■ What is expected ■
Using the entries below, transcribe exactly the line containing "Exercise. Spot the necklace" and each line that follows it to the end.

** Start Items **

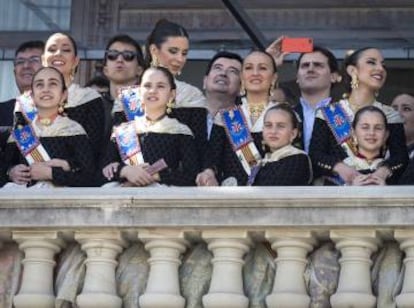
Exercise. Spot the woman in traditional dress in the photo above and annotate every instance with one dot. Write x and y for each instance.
(331, 139)
(153, 148)
(283, 164)
(231, 152)
(168, 46)
(54, 150)
(404, 104)
(369, 133)
(84, 105)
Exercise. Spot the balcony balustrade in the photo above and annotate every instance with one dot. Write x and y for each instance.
(293, 222)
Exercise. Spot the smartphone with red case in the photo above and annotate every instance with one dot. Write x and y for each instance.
(297, 44)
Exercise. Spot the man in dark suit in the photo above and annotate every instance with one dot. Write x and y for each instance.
(27, 61)
(317, 72)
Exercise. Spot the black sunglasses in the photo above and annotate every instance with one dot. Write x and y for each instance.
(128, 55)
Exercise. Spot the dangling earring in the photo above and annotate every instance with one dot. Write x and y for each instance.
(242, 90)
(154, 62)
(264, 146)
(272, 90)
(61, 109)
(170, 106)
(354, 82)
(72, 73)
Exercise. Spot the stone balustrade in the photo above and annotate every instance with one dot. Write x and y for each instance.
(293, 220)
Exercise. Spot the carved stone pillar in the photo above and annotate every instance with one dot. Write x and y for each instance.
(165, 248)
(354, 287)
(102, 249)
(406, 239)
(39, 248)
(292, 248)
(226, 287)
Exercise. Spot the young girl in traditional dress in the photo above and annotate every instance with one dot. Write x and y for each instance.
(331, 139)
(370, 133)
(227, 159)
(164, 150)
(283, 164)
(54, 150)
(84, 105)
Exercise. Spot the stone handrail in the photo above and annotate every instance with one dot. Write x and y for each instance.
(292, 219)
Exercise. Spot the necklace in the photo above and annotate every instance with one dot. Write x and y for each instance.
(153, 121)
(256, 111)
(47, 121)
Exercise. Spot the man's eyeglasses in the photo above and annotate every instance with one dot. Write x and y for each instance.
(128, 55)
(32, 60)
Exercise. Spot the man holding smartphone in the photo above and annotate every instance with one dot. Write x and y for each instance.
(317, 71)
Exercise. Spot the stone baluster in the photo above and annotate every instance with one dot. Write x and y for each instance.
(289, 288)
(226, 287)
(102, 249)
(163, 289)
(39, 247)
(354, 286)
(406, 239)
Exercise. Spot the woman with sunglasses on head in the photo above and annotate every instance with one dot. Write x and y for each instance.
(84, 105)
(160, 141)
(168, 46)
(63, 156)
(225, 158)
(331, 142)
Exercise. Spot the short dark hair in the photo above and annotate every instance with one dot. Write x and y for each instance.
(352, 59)
(30, 45)
(223, 54)
(332, 62)
(71, 39)
(163, 70)
(162, 31)
(126, 39)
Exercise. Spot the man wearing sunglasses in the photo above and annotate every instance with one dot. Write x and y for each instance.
(123, 64)
(27, 61)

** End Items **

■ Answer to this problem ■
Exercise. Spot the necklace in the photo above and annotate every instance with one dot. Write x and y for each instance.
(153, 121)
(256, 111)
(47, 121)
Exercise. Spot the man's eyeglasses in the photo above and annotate every instance with one dot. Write x and y for each instance.
(128, 55)
(32, 60)
Exercise. Spot the man holding smartphone in the photo above and annotate every instance with one dot. Write x and y for each instance.
(317, 71)
Exercise. Spot the stone baluster in the photo above and annotate every instance with one dot. Write x and y for each instance.
(289, 288)
(226, 287)
(102, 249)
(163, 289)
(39, 247)
(354, 286)
(406, 239)
Exercise. Spot the woman with sunglasses on head in the photo above and annotate every instance with one dot. Write x and y for each instance.
(84, 105)
(160, 141)
(168, 46)
(63, 156)
(225, 158)
(331, 142)
Exercise. Spot the short dark hair in the photo above and annotate every instance with one dot. Write x and y for each instance.
(352, 59)
(30, 45)
(223, 54)
(332, 62)
(71, 39)
(163, 70)
(162, 31)
(126, 39)
Exercise. Spot the man wearing sunglasses in the photo above and annotate every instance with one dot. Write x and y for each instance.
(123, 64)
(27, 61)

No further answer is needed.